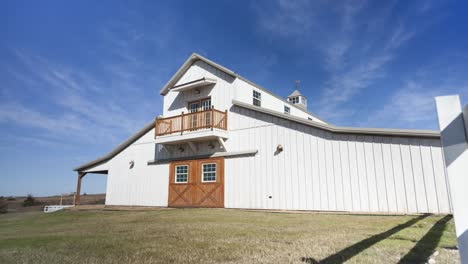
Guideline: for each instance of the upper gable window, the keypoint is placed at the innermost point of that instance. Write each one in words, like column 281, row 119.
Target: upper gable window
column 257, row 98
column 294, row 100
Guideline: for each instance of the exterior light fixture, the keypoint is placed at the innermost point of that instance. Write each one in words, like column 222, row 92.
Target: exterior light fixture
column 279, row 148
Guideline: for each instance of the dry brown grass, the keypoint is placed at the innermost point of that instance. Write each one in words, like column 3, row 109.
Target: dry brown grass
column 222, row 236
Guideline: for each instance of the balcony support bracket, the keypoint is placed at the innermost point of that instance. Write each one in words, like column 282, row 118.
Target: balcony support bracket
column 221, row 143
column 193, row 147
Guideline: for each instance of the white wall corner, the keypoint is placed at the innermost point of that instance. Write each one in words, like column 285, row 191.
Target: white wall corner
column 453, row 125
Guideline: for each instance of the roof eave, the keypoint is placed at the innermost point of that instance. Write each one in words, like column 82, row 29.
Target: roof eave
column 345, row 130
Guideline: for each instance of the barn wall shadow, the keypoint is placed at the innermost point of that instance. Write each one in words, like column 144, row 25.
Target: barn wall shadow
column 427, row 244
column 357, row 248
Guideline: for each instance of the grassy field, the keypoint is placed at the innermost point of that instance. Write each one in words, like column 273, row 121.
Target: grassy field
column 223, row 236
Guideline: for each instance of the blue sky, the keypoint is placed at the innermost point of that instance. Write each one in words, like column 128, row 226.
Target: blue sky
column 77, row 78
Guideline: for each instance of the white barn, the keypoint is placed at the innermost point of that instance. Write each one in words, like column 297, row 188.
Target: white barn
column 224, row 141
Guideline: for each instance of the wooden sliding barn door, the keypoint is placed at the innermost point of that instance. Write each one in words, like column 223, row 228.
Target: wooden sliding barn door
column 197, row 183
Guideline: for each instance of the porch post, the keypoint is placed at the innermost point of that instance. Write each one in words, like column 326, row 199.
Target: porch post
column 453, row 123
column 78, row 187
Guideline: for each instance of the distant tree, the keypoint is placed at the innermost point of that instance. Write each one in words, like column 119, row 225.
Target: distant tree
column 30, row 201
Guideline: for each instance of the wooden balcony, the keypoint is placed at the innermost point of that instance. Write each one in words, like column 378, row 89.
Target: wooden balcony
column 207, row 119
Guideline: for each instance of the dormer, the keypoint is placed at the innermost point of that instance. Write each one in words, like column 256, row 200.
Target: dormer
column 296, row 98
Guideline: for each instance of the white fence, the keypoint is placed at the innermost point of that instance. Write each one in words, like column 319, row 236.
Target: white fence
column 53, row 208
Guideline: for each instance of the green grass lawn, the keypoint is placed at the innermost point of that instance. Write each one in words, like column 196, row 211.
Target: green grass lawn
column 223, row 235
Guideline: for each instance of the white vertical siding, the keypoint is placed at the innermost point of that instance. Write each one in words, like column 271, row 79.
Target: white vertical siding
column 319, row 170
column 144, row 185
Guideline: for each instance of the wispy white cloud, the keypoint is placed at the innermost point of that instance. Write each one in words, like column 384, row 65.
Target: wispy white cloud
column 357, row 41
column 101, row 105
column 413, row 105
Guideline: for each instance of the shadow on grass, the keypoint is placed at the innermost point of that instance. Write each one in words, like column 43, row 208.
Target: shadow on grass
column 357, row 248
column 427, row 244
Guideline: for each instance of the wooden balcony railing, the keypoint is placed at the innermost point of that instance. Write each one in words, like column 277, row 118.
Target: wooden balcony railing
column 210, row 118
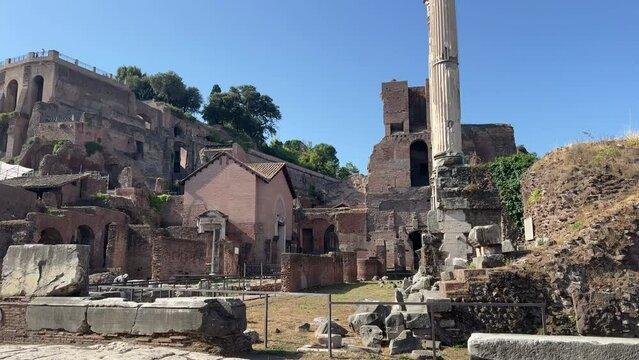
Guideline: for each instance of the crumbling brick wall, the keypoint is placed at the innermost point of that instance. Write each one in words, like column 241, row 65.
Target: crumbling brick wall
column 301, row 271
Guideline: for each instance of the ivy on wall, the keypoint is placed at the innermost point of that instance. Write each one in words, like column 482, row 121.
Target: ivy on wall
column 506, row 172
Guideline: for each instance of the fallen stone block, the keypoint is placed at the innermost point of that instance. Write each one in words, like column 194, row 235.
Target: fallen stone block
column 356, row 321
column 335, row 329
column 45, row 270
column 394, row 325
column 111, row 315
column 537, row 347
column 208, row 317
column 417, row 320
column 405, row 343
column 372, row 336
column 58, row 313
column 484, row 236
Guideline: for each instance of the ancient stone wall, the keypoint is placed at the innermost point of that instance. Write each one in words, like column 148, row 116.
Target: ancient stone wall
column 302, row 271
column 16, row 202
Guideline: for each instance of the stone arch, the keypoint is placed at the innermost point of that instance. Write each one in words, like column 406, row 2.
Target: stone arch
column 50, row 236
column 331, row 241
column 419, row 172
column 11, row 96
column 415, row 240
column 37, row 88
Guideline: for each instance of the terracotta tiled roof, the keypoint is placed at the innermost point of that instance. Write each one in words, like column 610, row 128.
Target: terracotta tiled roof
column 266, row 170
column 43, row 182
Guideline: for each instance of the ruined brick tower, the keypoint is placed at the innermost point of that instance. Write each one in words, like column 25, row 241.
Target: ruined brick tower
column 447, row 218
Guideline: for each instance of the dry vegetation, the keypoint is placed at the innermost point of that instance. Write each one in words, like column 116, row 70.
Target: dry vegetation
column 287, row 312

## What you have to do
Reproduce the lines above beginning at the line that contains "Guideline: for each instance of the wooden balcony railing, the" and ending at the line that contains "Guideline: for each instance of the stone". No pictures.

## Your solution
Guideline: for each instance of the wooden balcony railing, the keypoint is placed at the innermost point of that instance. Write each one in words, like column 277, row 118.
Target: wooden balcony railing
column 210, row 118
Guideline: for each instance of the crumbling brick wall, the keypoint is placed at the innermost point of that instance. Write each one in words, like column 241, row 65.
Target: crumbling brick wall
column 301, row 271
Guideline: for each instance of the ivy on wall, the keypoint is placed at the innermost point of that instance. Write each one in words, like column 482, row 121.
Target: ivy on wall
column 506, row 172
Guideline: for each instance of the fallen stone block, the keypoint is placed at the innermost point of that instance. Write each one in words, like column 194, row 235.
Target: fallen stone block
column 356, row 321
column 335, row 329
column 45, row 270
column 394, row 325
column 111, row 315
column 537, row 347
column 208, row 317
column 417, row 320
column 405, row 343
column 372, row 336
column 58, row 313
column 484, row 236
Guideline: for each instance of the ancient stone wall, the keypoint is placed at the innermost point of that instance. Write each one in words, like column 148, row 116.
Target: ancient stone wall
column 302, row 271
column 16, row 202
Guideline: for each instance of the stone arch, the keypoint is placed at the innermost point of that instance. Write each one in words, like column 406, row 2.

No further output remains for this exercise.